__ENTRIES PROVIDED__
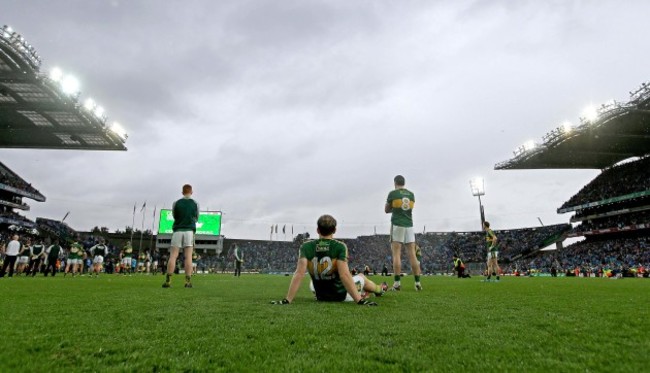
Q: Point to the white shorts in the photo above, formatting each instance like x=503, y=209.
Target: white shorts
x=359, y=282
x=402, y=234
x=182, y=239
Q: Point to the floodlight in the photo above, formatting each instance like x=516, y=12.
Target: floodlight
x=529, y=145
x=89, y=104
x=56, y=74
x=70, y=85
x=118, y=130
x=99, y=111
x=567, y=127
x=590, y=113
x=477, y=185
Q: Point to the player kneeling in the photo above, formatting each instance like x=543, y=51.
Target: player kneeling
x=326, y=260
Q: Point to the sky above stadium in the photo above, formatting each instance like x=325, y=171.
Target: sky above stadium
x=278, y=112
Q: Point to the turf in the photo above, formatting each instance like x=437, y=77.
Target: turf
x=118, y=323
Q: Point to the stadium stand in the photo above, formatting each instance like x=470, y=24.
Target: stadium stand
x=613, y=208
x=44, y=111
x=618, y=181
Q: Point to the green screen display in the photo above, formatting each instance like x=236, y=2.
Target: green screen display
x=209, y=222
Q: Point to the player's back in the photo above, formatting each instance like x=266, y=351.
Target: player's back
x=323, y=258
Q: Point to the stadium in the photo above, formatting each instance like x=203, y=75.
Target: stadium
x=579, y=305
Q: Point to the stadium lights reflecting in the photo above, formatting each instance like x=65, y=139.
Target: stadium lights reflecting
x=89, y=104
x=70, y=85
x=529, y=145
x=477, y=185
x=56, y=74
x=590, y=113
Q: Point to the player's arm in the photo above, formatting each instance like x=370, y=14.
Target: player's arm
x=494, y=239
x=346, y=279
x=296, y=280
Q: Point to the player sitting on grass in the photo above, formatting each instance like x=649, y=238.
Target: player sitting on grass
x=326, y=260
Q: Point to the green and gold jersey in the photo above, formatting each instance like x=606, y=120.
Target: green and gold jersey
x=76, y=251
x=99, y=249
x=490, y=239
x=323, y=258
x=127, y=251
x=402, y=202
x=37, y=250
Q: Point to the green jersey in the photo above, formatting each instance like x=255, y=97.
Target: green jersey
x=323, y=258
x=99, y=250
x=127, y=252
x=402, y=202
x=53, y=253
x=490, y=240
x=76, y=251
x=37, y=250
x=186, y=214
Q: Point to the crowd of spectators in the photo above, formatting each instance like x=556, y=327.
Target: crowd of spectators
x=615, y=181
x=9, y=215
x=9, y=178
x=374, y=251
x=617, y=221
x=590, y=256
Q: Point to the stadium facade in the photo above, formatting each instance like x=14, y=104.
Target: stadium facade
x=615, y=138
x=42, y=111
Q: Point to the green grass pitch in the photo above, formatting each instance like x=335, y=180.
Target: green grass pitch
x=118, y=323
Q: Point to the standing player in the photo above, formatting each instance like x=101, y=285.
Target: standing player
x=23, y=257
x=37, y=254
x=75, y=259
x=400, y=204
x=125, y=255
x=195, y=258
x=11, y=254
x=52, y=253
x=326, y=259
x=493, y=251
x=98, y=251
x=239, y=259
x=186, y=214
x=142, y=257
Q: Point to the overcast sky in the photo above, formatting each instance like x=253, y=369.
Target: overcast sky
x=280, y=111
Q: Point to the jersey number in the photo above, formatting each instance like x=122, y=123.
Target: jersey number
x=322, y=268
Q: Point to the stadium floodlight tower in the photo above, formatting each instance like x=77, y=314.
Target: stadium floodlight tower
x=477, y=185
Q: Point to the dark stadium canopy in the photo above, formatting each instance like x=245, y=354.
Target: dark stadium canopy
x=36, y=113
x=617, y=131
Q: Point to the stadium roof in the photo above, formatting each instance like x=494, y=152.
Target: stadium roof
x=606, y=135
x=39, y=111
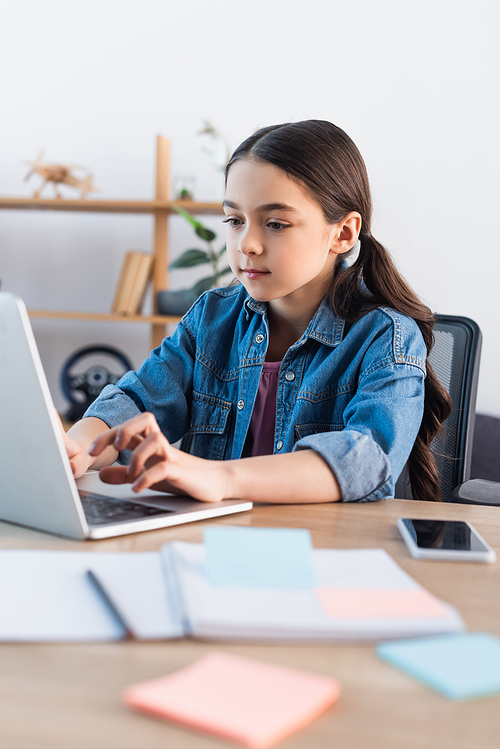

__TASK BRIEF__
What you return must match the records exactly, apart from the images, which are omitted.

__ANSWER SPACE__
Q: Point to the white shorts in the photo above, formatting each instance like x=503, y=209.
Target: white shorts
x=359, y=282
x=402, y=234
x=182, y=239
Q: Point to the floodlight in the photo above, formatting each instance like x=516, y=12.
Target: floodlight
x=529, y=145
x=89, y=104
x=56, y=74
x=70, y=85
x=118, y=130
x=99, y=111
x=567, y=127
x=590, y=113
x=477, y=185
Q: Point to the player kneeling in the photo above, formatting each instance like x=543, y=51.
Target: player kneeling
x=326, y=260
Q: Point to the sky above stadium in the photo above, formatting each instance like x=325, y=171.
Target: sky above stadium
x=278, y=112
Q: Point to the turf in the photo above, formatting each instance like x=437, y=77.
Target: turf
x=118, y=323
Q: Point to the stadium stand in the photo above, formatting each instance like x=470, y=24.
Target: stadium stand
x=613, y=208
x=44, y=111
x=618, y=181
Q: Point to the green screen display in the photo above, formatting each instance like x=236, y=2.
Target: green screen display
x=209, y=222
Q: Point to the player's back in the photo above, formatting each instance like x=266, y=351.
Target: player's back
x=323, y=258
Q: Point to the stadium in the photo above, formatting each instance like x=203, y=75.
Target: stadium
x=579, y=305
Q: Point to the stadium lights reflecting in the photo above, formatting each instance like x=65, y=139.
Target: stadium lights reflecting
x=89, y=104
x=70, y=85
x=529, y=145
x=477, y=185
x=56, y=74
x=590, y=113
Q: Point to the player's arm in the photo above, formatting each instance like x=370, y=14.
Target: player's arm
x=494, y=239
x=346, y=279
x=296, y=280
Q: Point to the player sitting on grass in the photo above, formatting each instance like x=649, y=238.
Target: player sitting on grass
x=326, y=260
Q: Point to the green and gold jersey in the photo above, formatting each instance like x=606, y=120.
Target: green and gold jersey
x=76, y=251
x=99, y=249
x=490, y=239
x=323, y=258
x=127, y=251
x=402, y=202
x=37, y=250
Q: Point to the green jersey in the photo above, formatting each instance like x=255, y=97.
Target: green jersey
x=323, y=258
x=99, y=250
x=127, y=252
x=402, y=202
x=53, y=253
x=490, y=240
x=76, y=251
x=37, y=250
x=186, y=214
Q: Point to the crowd of spectators in the photo above, formatting each instance like x=556, y=327.
Target: crowd of spectators
x=615, y=181
x=9, y=215
x=9, y=178
x=374, y=251
x=617, y=221
x=590, y=256
Q: Point to the stadium facade in the photo above, formatting each instance like x=14, y=104.
Target: stadium facade
x=615, y=138
x=42, y=111
Q: Point to the green grass pitch in the photo above, formatting each instance like x=335, y=180.
Target: green grass pitch
x=118, y=323
Q: Point to the standing player in the photo above, formatting each instance like x=101, y=285.
Target: standing player
x=23, y=257
x=37, y=254
x=75, y=259
x=400, y=204
x=125, y=255
x=195, y=258
x=11, y=254
x=52, y=253
x=326, y=259
x=493, y=251
x=98, y=251
x=239, y=259
x=186, y=214
x=142, y=257
Q: Point to the overcast sky in the photo above, formatting each instance like x=253, y=369.
Target: overcast sky
x=280, y=111
Q: Point to the jersey number in the photo above, formatting each instance like x=122, y=123.
Target: jersey number
x=322, y=268
Q: Point to the stadium floodlight tower in the photo above, formatting each instance like x=77, y=314.
Target: stadium floodlight tower
x=477, y=185
Q: Point to the dark stadium canopy in the photo above, formatting each instance like x=245, y=354.
Target: dark stadium canopy
x=36, y=113
x=617, y=131
Q: Point to the stadium roof in the photo above, formatting each instance like x=494, y=152.
Target: stadium roof
x=606, y=135
x=39, y=111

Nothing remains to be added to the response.